The problem: Update all of the records below by replacing "give the bounding box" with "provide the bounding box" wherever it occurs, and leave everything else unchanged.

* * *

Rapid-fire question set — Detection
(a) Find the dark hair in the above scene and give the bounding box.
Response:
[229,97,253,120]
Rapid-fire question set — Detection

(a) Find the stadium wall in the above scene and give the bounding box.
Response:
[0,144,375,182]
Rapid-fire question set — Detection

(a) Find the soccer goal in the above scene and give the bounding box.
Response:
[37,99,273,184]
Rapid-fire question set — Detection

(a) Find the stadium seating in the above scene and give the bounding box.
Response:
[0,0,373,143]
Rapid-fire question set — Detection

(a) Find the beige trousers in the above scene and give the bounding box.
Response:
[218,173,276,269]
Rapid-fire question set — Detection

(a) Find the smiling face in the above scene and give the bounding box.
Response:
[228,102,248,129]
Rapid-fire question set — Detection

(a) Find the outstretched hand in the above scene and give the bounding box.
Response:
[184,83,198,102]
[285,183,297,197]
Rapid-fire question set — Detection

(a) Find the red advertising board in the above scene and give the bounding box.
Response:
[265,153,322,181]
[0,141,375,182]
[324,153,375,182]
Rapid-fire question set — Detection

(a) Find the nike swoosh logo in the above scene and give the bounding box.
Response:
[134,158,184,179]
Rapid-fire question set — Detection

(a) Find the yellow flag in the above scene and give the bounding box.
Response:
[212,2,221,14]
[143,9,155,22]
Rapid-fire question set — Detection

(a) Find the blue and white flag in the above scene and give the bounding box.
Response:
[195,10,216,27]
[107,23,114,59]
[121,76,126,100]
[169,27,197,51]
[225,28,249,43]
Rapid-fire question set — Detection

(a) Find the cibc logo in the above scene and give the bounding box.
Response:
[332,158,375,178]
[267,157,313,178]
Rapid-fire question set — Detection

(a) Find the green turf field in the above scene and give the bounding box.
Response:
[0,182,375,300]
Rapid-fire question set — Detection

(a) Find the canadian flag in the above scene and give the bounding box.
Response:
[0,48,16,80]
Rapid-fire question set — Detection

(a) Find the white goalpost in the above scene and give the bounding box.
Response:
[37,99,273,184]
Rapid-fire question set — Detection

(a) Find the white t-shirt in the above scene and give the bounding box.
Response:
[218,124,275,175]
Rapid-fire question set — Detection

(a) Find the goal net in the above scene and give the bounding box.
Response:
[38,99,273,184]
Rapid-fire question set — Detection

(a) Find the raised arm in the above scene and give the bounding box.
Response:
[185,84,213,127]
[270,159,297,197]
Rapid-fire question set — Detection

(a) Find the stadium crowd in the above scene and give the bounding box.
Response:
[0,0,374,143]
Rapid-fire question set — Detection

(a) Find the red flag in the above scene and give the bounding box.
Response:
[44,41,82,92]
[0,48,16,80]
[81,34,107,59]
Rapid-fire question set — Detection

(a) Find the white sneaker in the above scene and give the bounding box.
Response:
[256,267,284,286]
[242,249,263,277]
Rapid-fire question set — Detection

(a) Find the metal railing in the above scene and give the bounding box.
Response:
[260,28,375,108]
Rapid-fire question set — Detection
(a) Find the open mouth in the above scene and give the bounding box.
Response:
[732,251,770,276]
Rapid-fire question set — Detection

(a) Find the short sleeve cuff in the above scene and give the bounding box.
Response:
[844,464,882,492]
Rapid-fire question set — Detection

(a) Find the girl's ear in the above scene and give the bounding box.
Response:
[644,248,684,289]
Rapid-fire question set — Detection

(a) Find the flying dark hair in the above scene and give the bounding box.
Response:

* * *

The response:
Rapid-fire question set — Detection
(a) Find the dark hair in the above scene and provide the bounding box.
Response:
[229,97,253,120]
Rapid-fire question set — Detection

(a) Find the stadium wall in the above scene and provide the bounding box.
Response:
[0,144,375,182]
Rapid-fire question set — Detection

(a) Find the soccer goal in the above scene and provide the bounding box.
Response:
[37,99,273,184]
Rapid-fire question set — Detection

(a) Find the stadium seating in the above scene and provide the bounding box.
Response:
[0,0,373,143]
Rapid-fire question set — Detection

(a) Find the beige trousers in the above scene and provide the bounding box.
Response:
[218,173,276,269]
Rapid-fire question set — Detection

(a) Find the smiling face in the above scene and provide the bounding box.
Response:
[228,102,248,129]
Rapid-fire question set — Detection

(a) Find the outstretched hand in the above scene and provide the bounding box.
Response:
[184,83,198,102]
[285,183,297,197]
Rapid-fire question set — Detection

(a) Find the red advertising board in the above scene and provide the bounding box.
Response:
[265,153,322,181]
[0,141,375,182]
[324,153,375,182]
Rapid-fire question set — Detection

(a) Find the nike swoosh logo in the above scene and provide the bounding box.
Response:
[134,158,184,179]
Rapid-fire question set — Detection

(a) Find the yellow flag in the above scene and provide the bounding box.
Response:
[212,2,221,14]
[143,9,155,22]
Rapid-fire question set — Detection

(a) Find the blue and white flag in the above scene and provide the bounding box.
Response:
[195,10,216,27]
[107,23,114,59]
[121,76,126,100]
[169,27,197,51]
[225,28,249,43]
Rapid-fire question set — Detection

(a) Find the cibc logo in the above scene and provide the bounding box.
Response:
[332,158,375,178]
[267,157,313,178]
Rapid-fire question set — Detection

(a) Find the green turf field in the above scene and provide the bounding box.
Response:
[0,182,375,300]
Rapid-fire question set — Detection

(a) Find the canadian flag in the above scene and provide the bounding box.
Response:
[0,48,16,80]
Rapid-fire question set — Detection

(a) Find the white goalpost in the above scene and provide the bounding box.
Response:
[37,99,273,184]
Rapid-fire question set — Detection

(a) Find the white t-shirt in the above scene and provide the bounding box.
Response:
[218,124,275,175]
Rapid-fire question set — Detection

(a) Find the goal net in the above scene and provide the bounding box.
Response:
[38,99,273,184]
Rapid-fire question set — Detection

(a) Find the raised arm in the above scene and provide the bounding box.
Response:
[185,84,213,127]
[270,159,297,197]
Rapid-fire question set — Detection

(a) Find the stadium crowd in the above scene and provide the bounding box.
Response:
[0,0,374,143]
Rapid-fire question set — Detection

(a) Find the red flag in the above scene and provide the bounding box.
Response:
[44,41,82,92]
[0,48,16,80]
[81,34,107,59]
Rapid-fire question set — Detection

(a) Find the white sneaker in the above scene and provide the bounding box.
Response:
[256,267,284,286]
[242,249,263,277]
Rapid-fire question set — Detection

(a) Find the metal railing in the above scene and provide the bounding box.
Response:
[260,28,375,108]
Rapid-fire question set — Detection
(a) Find the open mouth in the above scene and provide the bounding box.
Response:
[732,251,770,276]
Rapid-fire question set — Detection

(a) Find the short sleeve cuff in the above scene and provide the bounding box.
Response:
[844,464,882,492]
Rapid-fire question set — Detection

(a) Find the girl's ear in the above scene and provide the bounding box.
Response:
[644,248,684,289]
Rapid-fire question set — Detection

(a) Find the flying dark hair in the above scene and provide the bounding box.
Response:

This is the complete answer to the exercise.